▶ [DETALLES DEL PROBLEMA] Indique si cada afirmación concuerda con el texto sobre el choque entre el Andrea Doria y el Stockholm. Responda sí o no y cite literalmente las palabras del texto que lo deciden: (a) ninguno de los dos buques trató de comunicarse con el otro por radio; (b) el capitán Calamai viró primero a estribor; (c) las únicas víctimas del buque sueco fueron cinco marineros.

▶ [TEXTO DE LECTURA]

________

A las once menos cuarto de la noche, el tercer oficial del Andrea Doria, Eugenio Giannini, recibió una señal del radar “a diecisiete millas de distancia, venía hacia nosotros por una ruta paralela y contraria, pero nos íbamos a cruzar a una distancia considerable, unos dos o tres kilómetros”. Lo que Giannini veía en el radar, era el Stockholm que avanzaba por el carril contrario. En el buque sueco pasó algo parecido. El joven Carstens vio en su pantalla de radar que el gran transatlántico italiano navegaba hacia su posición (en realidad, era Carstens quien viajaba hacia el Andrea Doria), pero también pensó que ambos se iban a evitar, que todo no iba a pasar de un fugaz CPA (Closet Point of Approach) el punto más cercano de aproximación por sus iniciales en inglés.
Hubo otros yerros increíbles: ninguno de los dos buques intentó comunicarse con el otro por radio. La sirena de niebla del Andrea Doria, que sonaba intermitente cada minuto y medio, fue silenciada cuando el buque salió por unos minutos a cielo abierto y no fue conectada otra vez al ingresar a otro banco de niebla.
En los puentes de mando de ambos buques, sus responsables interpretaron el drama de modo diferente. A las once de la noche, el Stockholm vio emerger de un banco de niebla al gigantesco Andrea Doria, a menos de seiscientos metros. Con los barcos casi frente a frente, el capitán Calamai quiso ampliar la distancia entre ambos para evitar un choque y viró a babor, a la izquierda. Carstens siguió la norma marina y viró a estribor, a la derecha. Los dos barcos giraron hacia el mismo lado. A su modo, los dos oficiales siguieron las normas náuticas que cada uno interpretó en su favor.
Fue el veterano Calamai quien se dio cuenta del desastre inminente y ordenó un cerrado viraje, de nuevo a babor, para evitar el choque entre ambas proas. Así quedó expuesto el flanco derecho del Andrea Doria a la afilada proa del Stockholm, que penetró en el casco del crucero italiano, perforó la banda de estribor, por debajo del puente, y provocó un desastre en los camarotes en los que murieron gran parte de las cincuenta víctimas del barco italiano. Cinco marineros del Stockholm, las únicas víctimas del barco sueco, murieron en el choque.

________

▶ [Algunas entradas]
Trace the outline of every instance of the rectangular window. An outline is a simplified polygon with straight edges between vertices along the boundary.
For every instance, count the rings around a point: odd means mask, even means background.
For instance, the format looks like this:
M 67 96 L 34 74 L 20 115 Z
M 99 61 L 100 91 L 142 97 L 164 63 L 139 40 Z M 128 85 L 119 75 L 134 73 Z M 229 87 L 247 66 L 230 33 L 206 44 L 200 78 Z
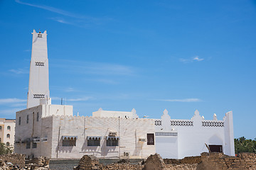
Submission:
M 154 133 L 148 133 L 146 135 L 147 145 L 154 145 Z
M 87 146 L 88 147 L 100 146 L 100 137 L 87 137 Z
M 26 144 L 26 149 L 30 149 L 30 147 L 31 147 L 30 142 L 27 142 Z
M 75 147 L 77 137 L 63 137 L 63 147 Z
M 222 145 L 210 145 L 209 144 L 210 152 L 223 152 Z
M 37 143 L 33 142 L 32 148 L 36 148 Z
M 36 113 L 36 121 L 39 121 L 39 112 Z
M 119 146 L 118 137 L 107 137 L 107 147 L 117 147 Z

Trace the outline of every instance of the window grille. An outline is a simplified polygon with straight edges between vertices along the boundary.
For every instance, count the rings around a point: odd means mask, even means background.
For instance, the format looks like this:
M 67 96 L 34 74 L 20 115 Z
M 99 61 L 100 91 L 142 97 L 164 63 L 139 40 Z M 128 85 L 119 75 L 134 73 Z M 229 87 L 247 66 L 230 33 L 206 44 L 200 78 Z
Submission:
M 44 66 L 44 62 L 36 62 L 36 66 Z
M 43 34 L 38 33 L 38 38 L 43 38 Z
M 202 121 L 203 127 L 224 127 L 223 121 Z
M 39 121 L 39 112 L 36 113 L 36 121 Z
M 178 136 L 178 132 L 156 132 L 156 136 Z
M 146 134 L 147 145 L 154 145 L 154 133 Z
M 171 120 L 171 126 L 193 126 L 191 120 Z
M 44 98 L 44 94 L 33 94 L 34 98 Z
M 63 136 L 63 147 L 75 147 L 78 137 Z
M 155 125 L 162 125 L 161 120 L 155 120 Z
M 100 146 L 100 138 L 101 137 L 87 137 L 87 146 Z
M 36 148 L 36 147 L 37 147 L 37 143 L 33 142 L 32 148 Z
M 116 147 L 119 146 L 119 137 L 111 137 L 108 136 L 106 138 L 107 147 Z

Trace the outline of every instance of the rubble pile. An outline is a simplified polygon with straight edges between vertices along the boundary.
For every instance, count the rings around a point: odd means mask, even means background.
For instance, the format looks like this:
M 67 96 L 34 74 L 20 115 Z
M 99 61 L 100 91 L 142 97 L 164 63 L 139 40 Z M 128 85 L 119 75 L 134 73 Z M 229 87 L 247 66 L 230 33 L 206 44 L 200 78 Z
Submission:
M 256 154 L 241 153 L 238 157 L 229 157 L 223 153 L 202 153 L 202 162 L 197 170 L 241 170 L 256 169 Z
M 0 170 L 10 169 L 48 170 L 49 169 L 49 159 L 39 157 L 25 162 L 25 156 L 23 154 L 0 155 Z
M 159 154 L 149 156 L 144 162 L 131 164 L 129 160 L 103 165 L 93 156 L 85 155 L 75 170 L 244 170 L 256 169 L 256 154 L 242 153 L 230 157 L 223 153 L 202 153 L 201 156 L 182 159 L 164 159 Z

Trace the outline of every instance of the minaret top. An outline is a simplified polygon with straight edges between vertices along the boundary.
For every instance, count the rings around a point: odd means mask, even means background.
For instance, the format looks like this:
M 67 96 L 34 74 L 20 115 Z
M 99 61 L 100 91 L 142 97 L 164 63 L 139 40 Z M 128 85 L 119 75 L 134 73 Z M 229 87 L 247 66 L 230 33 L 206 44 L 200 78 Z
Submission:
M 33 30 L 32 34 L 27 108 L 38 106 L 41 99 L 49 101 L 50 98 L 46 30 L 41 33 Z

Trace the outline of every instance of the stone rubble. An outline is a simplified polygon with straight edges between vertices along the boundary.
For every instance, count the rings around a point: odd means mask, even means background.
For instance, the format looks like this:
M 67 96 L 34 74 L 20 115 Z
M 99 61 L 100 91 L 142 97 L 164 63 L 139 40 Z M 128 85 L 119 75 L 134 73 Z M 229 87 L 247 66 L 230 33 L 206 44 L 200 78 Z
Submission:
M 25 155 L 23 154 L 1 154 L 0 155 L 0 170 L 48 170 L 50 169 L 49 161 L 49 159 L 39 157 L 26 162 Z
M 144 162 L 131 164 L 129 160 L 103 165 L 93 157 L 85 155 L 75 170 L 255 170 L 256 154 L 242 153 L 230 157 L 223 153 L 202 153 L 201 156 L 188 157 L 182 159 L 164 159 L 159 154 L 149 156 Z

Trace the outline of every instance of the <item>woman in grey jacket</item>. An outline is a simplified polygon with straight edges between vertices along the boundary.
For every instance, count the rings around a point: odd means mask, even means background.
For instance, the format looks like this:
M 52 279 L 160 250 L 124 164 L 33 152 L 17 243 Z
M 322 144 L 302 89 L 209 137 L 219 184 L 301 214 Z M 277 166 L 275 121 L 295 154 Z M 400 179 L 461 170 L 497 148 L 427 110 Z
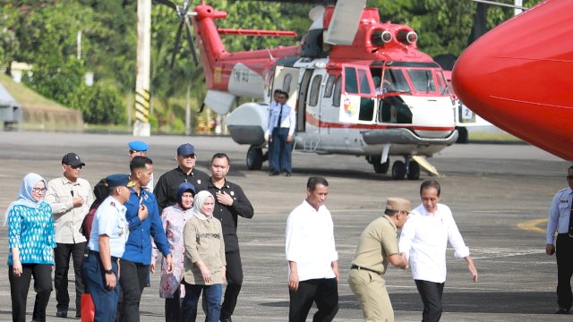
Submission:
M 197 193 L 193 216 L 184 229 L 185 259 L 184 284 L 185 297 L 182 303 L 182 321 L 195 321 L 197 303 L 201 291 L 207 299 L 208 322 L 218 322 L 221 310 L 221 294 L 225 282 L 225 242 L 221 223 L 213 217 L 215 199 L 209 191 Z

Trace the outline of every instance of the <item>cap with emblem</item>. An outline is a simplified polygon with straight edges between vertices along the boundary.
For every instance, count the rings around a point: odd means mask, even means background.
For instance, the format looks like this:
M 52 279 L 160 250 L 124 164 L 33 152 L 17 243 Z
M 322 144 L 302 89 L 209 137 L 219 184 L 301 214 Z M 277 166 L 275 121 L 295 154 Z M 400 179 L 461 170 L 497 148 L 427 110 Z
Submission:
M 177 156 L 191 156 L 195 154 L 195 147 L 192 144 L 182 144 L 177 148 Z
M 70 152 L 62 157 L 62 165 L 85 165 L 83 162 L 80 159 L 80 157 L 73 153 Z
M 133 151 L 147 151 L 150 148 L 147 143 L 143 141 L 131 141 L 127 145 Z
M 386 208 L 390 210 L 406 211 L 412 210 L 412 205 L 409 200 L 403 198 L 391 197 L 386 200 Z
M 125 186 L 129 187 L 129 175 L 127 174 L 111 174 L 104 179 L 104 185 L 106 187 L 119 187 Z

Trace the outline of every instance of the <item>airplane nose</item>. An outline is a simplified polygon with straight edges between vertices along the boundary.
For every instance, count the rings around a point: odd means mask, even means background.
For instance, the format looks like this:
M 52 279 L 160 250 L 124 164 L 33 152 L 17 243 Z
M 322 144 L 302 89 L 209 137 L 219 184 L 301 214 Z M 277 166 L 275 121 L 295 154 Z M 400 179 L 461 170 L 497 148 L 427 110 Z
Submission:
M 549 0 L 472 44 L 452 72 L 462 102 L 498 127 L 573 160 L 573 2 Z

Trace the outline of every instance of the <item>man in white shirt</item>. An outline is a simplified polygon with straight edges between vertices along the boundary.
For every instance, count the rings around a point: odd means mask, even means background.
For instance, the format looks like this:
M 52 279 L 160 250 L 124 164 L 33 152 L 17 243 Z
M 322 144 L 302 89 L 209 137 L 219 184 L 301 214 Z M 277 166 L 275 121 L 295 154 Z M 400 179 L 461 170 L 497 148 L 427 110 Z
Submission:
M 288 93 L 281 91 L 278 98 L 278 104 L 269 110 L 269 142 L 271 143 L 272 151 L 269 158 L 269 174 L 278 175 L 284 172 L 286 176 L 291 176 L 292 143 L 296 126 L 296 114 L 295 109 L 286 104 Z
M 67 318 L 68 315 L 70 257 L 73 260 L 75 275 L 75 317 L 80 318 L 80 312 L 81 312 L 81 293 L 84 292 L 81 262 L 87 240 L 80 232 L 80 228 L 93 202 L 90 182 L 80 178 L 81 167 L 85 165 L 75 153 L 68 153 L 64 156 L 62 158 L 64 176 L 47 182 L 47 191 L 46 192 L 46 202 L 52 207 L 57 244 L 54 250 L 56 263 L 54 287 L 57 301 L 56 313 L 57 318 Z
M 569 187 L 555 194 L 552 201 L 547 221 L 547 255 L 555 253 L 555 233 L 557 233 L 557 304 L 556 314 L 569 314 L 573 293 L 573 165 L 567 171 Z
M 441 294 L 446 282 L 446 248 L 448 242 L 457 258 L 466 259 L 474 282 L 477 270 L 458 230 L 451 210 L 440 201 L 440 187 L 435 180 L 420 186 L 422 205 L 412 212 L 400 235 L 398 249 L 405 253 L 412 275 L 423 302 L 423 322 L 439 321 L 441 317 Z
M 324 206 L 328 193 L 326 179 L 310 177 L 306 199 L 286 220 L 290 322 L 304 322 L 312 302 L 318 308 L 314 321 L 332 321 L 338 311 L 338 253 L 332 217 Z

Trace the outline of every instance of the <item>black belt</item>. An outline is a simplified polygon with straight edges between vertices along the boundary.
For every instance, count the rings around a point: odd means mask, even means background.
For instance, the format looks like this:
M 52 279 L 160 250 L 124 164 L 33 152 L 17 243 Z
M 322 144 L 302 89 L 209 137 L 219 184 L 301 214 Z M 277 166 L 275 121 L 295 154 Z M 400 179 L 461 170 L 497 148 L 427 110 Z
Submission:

________

▶ [SOLUCIÓN DE LA TAREA]
(a) Sí: «ninguno de los dos buques intentó comunicarse con el otro por radio».
(b) No: «el capitán Calamai quiso ampliar la distancia entre ambos para evitar un choque y viró a babor, a la izquierda».
(c) Sí: «Cinco marineros del Stockholm, las únicas víctimas del barco sueco, murieron en el choque».